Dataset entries
^^^^^^^^^^^^^^^^

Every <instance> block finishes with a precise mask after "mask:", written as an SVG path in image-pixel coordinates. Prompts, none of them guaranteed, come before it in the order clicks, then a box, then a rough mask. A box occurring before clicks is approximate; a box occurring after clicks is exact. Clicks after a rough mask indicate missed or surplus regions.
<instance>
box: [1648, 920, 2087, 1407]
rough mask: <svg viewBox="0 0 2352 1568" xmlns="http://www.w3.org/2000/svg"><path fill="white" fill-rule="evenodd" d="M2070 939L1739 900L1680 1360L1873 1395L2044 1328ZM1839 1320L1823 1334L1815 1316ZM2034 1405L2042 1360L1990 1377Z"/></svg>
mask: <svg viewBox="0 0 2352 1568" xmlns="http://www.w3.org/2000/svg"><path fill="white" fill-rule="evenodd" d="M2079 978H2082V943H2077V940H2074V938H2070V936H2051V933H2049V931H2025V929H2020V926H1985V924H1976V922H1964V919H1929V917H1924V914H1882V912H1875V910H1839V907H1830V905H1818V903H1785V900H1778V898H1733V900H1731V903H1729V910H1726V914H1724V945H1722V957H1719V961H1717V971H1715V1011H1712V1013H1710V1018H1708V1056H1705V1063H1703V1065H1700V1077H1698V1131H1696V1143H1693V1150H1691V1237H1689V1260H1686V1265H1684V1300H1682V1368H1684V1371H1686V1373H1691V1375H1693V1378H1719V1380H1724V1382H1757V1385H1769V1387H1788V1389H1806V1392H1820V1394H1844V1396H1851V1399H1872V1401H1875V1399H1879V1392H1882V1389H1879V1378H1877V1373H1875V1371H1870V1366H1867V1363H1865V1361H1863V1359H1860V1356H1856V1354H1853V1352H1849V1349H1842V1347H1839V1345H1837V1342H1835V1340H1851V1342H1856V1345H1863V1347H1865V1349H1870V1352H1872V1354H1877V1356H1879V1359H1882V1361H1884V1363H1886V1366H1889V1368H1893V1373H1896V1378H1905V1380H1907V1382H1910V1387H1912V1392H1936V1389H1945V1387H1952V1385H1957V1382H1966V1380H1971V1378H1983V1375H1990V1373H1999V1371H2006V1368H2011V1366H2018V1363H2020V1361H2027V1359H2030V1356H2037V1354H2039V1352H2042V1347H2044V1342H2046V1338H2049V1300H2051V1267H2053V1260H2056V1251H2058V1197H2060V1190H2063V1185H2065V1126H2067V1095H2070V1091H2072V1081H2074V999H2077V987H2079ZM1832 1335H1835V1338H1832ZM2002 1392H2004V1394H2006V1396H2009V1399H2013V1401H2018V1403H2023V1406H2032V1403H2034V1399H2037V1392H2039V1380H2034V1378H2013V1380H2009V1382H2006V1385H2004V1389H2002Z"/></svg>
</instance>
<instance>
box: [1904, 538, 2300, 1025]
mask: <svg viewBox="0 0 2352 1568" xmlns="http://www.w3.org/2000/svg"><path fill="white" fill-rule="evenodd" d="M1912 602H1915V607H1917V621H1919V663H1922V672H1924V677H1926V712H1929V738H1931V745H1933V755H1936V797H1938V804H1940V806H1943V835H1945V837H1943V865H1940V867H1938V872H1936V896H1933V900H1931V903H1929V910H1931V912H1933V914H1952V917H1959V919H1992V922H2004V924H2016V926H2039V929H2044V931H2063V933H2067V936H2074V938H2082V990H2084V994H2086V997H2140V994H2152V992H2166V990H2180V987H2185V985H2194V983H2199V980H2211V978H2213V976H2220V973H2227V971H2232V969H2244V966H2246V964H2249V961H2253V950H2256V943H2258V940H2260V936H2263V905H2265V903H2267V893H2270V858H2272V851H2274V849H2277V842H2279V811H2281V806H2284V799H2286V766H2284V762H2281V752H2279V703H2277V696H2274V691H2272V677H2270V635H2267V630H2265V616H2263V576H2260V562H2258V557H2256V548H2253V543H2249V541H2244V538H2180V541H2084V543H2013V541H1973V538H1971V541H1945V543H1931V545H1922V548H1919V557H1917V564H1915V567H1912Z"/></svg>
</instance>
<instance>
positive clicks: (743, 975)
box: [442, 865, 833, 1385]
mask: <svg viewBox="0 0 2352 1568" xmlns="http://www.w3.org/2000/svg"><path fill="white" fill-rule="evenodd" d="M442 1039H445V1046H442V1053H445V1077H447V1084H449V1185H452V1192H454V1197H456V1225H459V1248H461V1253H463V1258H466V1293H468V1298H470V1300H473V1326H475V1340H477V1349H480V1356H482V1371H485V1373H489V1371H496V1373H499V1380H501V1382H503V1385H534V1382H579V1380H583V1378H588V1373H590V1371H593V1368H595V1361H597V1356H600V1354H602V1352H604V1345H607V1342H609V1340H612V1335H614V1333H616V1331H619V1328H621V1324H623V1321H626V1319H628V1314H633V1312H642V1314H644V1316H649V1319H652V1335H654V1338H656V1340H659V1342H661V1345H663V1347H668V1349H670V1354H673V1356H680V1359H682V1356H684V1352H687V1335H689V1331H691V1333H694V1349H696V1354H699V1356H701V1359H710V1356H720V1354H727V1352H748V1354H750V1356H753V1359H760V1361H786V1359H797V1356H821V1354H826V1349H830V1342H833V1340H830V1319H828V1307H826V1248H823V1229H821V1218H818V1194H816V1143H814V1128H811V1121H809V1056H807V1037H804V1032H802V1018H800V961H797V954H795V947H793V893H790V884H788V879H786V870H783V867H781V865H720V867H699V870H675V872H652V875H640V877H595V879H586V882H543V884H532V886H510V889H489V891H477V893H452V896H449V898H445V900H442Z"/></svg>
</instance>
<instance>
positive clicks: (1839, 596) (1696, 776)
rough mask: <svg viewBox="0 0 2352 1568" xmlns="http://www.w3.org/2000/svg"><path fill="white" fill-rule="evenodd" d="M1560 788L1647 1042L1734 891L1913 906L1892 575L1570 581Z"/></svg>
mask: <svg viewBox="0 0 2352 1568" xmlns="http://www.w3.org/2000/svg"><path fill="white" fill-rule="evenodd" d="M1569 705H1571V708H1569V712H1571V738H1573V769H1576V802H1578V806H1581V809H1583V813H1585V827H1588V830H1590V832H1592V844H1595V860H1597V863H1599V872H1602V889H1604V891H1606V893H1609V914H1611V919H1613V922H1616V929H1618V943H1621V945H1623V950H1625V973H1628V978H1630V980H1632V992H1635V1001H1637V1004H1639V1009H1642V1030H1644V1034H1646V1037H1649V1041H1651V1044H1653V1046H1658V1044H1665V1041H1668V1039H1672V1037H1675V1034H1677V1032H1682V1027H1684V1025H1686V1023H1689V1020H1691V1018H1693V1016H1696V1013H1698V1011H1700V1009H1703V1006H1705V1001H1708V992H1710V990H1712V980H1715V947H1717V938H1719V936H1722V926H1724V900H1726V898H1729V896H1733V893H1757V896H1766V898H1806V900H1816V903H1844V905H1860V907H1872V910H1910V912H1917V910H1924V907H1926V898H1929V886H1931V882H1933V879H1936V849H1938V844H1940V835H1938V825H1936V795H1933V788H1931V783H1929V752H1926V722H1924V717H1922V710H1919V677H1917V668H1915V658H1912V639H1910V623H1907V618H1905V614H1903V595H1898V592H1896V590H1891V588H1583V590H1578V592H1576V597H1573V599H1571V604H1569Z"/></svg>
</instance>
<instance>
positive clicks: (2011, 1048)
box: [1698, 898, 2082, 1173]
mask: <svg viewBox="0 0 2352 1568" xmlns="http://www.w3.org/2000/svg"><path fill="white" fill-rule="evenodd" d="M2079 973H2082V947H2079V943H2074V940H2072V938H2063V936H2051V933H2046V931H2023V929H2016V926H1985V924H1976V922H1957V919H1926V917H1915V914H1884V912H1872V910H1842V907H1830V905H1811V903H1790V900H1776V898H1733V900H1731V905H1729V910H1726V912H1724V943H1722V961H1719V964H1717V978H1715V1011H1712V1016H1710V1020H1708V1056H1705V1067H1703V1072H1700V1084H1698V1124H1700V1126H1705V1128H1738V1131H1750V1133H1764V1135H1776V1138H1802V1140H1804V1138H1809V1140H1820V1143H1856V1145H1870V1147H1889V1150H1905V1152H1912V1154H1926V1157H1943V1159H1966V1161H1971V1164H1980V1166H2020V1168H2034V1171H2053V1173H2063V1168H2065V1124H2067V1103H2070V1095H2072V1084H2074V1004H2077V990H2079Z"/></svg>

^^^^^^^^^^^^^^^^

Put the stretch from the start of the data through the line that contains "939L1739 900L1680 1360L1873" into a JSON list of strings, one string per line, omitting blank lines.

[
  "Every <instance> block finishes with a precise mask after \"mask:\", written as an SVG path in image-pixel coordinates. Prompts, none of them guaranteed, come before it in the order clicks, then a box, then a rough mask. A box occurring before clicks is approximate; a box occurring after clicks is exact. Clicks after a rough mask indicate missed or surplus regions.",
  "<instance>",
  "box: [1648, 920, 2087, 1407]",
  "rough mask: <svg viewBox=\"0 0 2352 1568\" xmlns=\"http://www.w3.org/2000/svg\"><path fill=\"white\" fill-rule=\"evenodd\" d=\"M2070 939L1739 900L1680 1360L1873 1395L2044 1328ZM1839 1320L1823 1334L1815 1316ZM2034 1405L2042 1360L1990 1377Z\"/></svg>"
]